_Exercise objective_
Recast the stretch of items from the line containing "Identify the stone monument" through the end of the items as a Markdown table. Use the columns Row and Line, number each row, and leave out any blank lines.

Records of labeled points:
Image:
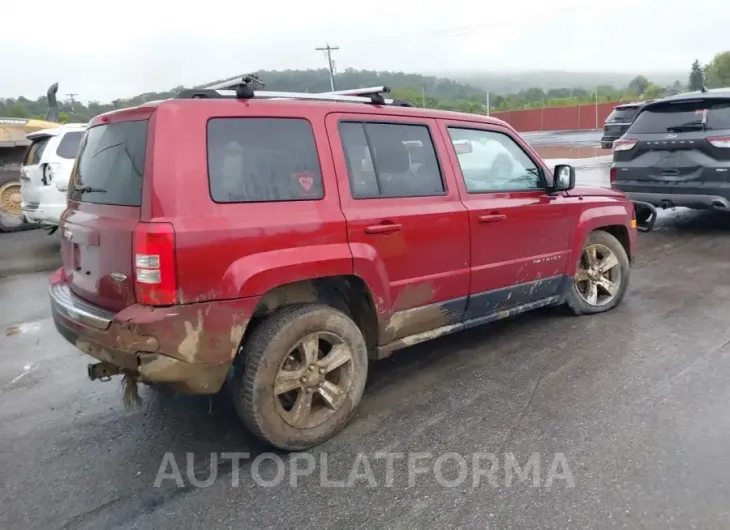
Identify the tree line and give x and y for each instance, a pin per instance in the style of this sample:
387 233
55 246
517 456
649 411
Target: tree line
422 91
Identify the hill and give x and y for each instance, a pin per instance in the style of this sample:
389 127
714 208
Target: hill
510 82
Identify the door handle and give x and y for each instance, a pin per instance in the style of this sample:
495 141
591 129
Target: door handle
385 228
492 218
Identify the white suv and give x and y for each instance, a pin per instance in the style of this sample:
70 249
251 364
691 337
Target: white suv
46 171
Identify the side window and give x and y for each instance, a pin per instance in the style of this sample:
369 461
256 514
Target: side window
68 148
263 160
387 160
492 162
35 151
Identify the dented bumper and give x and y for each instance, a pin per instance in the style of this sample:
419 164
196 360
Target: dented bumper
190 347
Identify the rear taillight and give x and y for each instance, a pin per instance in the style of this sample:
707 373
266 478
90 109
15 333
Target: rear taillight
624 145
155 277
720 141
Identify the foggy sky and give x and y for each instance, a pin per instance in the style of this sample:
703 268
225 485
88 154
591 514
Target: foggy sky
133 46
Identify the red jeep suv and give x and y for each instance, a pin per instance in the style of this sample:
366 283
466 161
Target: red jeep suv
278 241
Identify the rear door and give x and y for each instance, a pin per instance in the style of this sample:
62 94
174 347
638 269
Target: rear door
403 212
675 143
105 195
32 174
520 235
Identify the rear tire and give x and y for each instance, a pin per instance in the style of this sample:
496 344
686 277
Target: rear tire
602 275
9 220
301 376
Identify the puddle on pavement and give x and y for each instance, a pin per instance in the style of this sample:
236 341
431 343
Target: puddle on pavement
567 151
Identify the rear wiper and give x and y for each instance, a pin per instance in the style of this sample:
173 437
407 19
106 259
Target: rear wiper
694 125
88 189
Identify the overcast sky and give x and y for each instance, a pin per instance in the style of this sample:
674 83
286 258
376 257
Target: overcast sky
134 46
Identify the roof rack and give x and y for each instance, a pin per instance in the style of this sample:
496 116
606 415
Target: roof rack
243 88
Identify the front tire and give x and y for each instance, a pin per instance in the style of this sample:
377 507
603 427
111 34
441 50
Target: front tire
602 275
301 376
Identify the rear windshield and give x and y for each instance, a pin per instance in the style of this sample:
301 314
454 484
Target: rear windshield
35 151
110 164
667 117
68 147
623 115
263 160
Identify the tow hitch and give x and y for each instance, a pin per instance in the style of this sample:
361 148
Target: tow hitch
642 209
102 371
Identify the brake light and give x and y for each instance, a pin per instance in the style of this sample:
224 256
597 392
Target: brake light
624 145
155 275
720 141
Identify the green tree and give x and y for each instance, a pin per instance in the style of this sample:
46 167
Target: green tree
638 85
718 71
696 76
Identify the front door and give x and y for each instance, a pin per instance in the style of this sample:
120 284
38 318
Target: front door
520 235
407 228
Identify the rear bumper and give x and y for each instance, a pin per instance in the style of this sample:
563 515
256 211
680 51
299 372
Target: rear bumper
671 200
182 346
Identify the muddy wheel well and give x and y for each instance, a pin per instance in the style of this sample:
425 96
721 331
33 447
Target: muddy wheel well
621 233
349 294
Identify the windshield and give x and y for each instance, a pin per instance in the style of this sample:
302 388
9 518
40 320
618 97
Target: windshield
684 115
623 114
110 164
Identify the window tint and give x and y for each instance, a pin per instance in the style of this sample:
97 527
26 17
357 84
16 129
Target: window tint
111 164
390 160
263 160
492 161
35 151
686 115
623 115
69 146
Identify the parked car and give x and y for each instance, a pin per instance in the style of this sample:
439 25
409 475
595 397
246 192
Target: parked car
618 122
279 244
45 173
677 152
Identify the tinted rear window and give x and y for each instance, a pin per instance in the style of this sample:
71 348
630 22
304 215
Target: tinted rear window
662 118
68 147
263 160
35 151
111 163
623 115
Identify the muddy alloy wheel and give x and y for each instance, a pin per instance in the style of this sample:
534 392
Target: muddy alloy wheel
301 374
10 198
11 214
313 380
601 277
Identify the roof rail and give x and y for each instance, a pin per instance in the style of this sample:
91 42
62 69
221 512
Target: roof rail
243 88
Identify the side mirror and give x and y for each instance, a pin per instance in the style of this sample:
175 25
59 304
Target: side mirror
564 177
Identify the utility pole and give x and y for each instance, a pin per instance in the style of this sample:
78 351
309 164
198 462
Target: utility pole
328 51
72 95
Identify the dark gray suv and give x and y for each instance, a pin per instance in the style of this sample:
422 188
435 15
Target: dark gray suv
677 152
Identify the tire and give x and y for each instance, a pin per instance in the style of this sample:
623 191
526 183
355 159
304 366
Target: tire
642 215
577 293
265 354
8 221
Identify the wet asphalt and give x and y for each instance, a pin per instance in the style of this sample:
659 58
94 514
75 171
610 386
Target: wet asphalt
630 407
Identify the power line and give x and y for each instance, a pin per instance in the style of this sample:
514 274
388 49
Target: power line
328 51
72 96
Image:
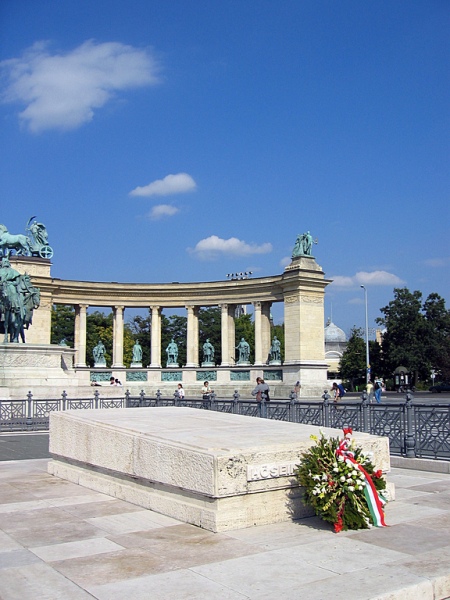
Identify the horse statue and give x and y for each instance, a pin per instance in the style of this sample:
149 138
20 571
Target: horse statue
31 299
20 243
10 316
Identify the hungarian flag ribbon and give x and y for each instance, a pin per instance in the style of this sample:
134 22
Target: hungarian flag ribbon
374 501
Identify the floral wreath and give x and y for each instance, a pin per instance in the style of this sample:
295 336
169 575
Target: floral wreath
341 483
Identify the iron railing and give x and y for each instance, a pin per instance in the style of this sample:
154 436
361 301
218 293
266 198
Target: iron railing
414 430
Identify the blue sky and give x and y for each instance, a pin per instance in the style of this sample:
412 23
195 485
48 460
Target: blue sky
181 141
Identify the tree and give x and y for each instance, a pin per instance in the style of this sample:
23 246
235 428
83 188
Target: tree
140 328
63 324
174 327
245 328
416 336
99 327
210 327
437 319
352 366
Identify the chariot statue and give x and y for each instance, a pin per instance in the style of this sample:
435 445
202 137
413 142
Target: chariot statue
34 243
18 299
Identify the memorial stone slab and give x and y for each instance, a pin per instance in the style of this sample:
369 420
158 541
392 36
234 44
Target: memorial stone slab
218 471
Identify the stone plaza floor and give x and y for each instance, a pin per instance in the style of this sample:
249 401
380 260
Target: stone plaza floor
61 541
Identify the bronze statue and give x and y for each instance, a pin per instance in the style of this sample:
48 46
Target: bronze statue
18 299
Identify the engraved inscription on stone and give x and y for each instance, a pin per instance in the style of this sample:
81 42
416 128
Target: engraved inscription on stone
270 471
311 299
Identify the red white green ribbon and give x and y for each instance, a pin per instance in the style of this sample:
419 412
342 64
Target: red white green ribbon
374 501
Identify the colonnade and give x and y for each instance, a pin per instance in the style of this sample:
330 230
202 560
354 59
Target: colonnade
228 333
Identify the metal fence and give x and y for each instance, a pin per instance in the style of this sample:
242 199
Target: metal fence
414 430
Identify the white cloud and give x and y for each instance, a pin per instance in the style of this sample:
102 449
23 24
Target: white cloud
171 184
162 210
365 278
61 91
436 262
213 246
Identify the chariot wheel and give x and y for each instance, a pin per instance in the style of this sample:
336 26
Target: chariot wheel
46 252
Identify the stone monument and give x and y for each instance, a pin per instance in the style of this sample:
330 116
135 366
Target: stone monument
208 354
172 354
137 355
244 352
215 470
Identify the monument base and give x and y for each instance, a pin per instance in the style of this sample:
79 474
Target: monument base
25 367
218 471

_Worked answer_
| Row | Line |
|---|---|
| 1 | Identify the stone monument and give x and y for each instance, a pin per instance in the style of this sample: |
| 2 | 330 116 |
| 3 | 135 366 |
| 4 | Target: stone monument |
| 5 | 208 354 |
| 6 | 172 354 |
| 7 | 137 355 |
| 8 | 244 352 |
| 9 | 215 470 |
| 10 | Identify the monument base and give x and y for each instance, a pin per instance in the style of this sample: |
| 11 | 79 474 |
| 12 | Target: monument base |
| 13 | 25 367 |
| 14 | 218 471 |